- WHAT TO WORK ON -
Filter the lines below, copying each one that contains the word "building".

- SUPPLIED MATERIAL -
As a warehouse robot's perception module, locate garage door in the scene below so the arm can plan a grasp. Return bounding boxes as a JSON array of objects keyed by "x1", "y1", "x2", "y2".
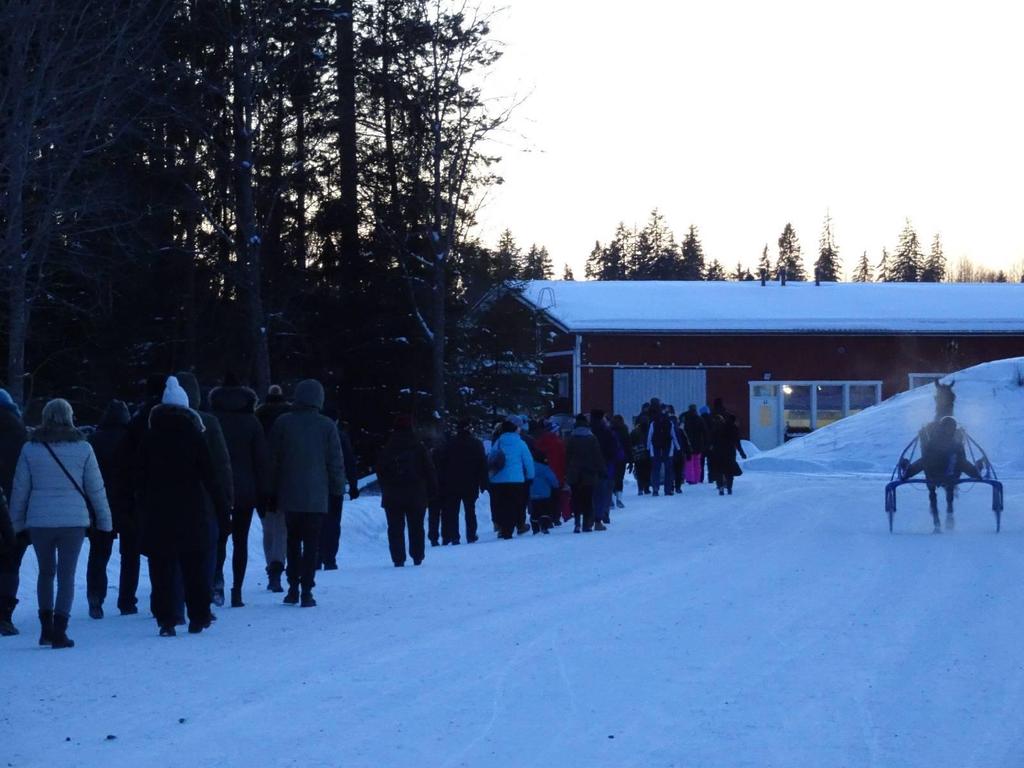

...

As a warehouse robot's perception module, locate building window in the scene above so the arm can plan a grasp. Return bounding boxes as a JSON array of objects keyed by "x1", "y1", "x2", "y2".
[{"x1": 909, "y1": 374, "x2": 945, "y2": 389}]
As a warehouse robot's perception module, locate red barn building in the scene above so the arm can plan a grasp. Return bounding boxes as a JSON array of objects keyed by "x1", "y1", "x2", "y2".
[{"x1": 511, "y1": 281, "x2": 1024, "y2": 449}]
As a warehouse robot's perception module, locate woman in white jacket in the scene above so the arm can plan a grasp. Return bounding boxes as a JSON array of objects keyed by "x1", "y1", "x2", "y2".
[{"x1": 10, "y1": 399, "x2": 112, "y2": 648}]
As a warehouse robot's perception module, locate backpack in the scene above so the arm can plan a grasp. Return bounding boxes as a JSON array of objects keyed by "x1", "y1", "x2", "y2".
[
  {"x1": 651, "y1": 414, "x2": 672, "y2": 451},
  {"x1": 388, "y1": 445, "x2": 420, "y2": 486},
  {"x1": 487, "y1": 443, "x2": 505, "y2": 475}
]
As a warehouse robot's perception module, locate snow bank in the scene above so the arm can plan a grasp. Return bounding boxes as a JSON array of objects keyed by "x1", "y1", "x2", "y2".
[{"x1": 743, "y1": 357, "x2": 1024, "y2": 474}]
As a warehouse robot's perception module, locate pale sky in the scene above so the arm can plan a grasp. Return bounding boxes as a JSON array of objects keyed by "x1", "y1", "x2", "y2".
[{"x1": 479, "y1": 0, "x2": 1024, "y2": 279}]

* * *

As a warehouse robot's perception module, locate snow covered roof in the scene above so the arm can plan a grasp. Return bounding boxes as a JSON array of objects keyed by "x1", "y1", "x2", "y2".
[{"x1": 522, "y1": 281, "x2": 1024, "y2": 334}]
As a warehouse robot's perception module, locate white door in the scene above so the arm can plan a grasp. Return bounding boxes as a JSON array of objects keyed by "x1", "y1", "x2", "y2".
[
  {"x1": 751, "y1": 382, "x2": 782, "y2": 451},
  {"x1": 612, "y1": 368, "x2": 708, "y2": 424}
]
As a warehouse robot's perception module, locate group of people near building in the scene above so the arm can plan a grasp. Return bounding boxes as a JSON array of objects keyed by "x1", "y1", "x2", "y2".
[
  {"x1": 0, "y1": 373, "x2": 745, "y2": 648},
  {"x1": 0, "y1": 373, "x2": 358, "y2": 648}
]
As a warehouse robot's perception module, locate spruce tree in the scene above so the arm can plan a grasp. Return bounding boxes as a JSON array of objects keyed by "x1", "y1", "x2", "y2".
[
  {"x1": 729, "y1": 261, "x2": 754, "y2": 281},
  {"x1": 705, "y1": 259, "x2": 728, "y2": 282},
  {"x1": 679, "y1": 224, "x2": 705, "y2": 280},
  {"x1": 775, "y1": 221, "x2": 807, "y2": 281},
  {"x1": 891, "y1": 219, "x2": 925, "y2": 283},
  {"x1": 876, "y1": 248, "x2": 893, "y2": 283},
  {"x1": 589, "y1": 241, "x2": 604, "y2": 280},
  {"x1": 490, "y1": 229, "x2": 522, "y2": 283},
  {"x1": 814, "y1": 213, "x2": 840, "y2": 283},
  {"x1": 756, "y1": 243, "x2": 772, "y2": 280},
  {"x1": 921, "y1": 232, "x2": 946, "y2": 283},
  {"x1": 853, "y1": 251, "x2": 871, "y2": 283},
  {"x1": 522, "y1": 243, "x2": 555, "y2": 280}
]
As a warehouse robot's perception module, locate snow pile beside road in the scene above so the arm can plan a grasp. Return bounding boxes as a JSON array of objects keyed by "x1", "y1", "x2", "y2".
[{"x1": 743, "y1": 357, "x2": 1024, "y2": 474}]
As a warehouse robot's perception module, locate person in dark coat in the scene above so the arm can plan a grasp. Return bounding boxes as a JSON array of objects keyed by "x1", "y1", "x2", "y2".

- RESULT OF THE TASK -
As a warehouse robot's perception module, locate building window in the scene above so the arm can plan a grasp. Return bounding boxes as a JSON array of objects keyed by "x1", "y1", "x2", "y2".
As a warehouse robot's perception module, locate red barn building in the scene above so the arm can plan a grasp. Return bounding boxes as a JSON array of objects keyed by "x1", "y1", "x2", "y2".
As a warehouse robot's perception module, locate group of people near building in the scene above so the arm can plan a grasp. Return bounding boxes as a JSON array of objects keyed by "x1", "y1", "x2", "y2".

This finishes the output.